What you need to do:
Set down all the data again. Change nothing.

Working data:
------------------------
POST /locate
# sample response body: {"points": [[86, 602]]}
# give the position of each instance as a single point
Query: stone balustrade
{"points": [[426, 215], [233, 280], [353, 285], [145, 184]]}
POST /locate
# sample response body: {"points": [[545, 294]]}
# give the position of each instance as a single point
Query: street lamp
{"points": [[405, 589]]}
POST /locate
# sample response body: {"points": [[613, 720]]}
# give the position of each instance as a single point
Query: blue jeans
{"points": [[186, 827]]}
------------------------
Response area:
POST /locate
# sample response body: {"points": [[86, 602]]}
# give the position of each instance as a single point
Query: stone balustrade
{"points": [[426, 215], [233, 280], [353, 285], [145, 184]]}
POST /locate
# sample response body: {"points": [[545, 294]]}
# give the position of each instance as a single point
Query: street lamp
{"points": [[405, 589]]}
POST /locate
# sample response body: {"points": [[613, 720]]}
# give the position of each instance as a single point
Query: blue jeans
{"points": [[186, 827]]}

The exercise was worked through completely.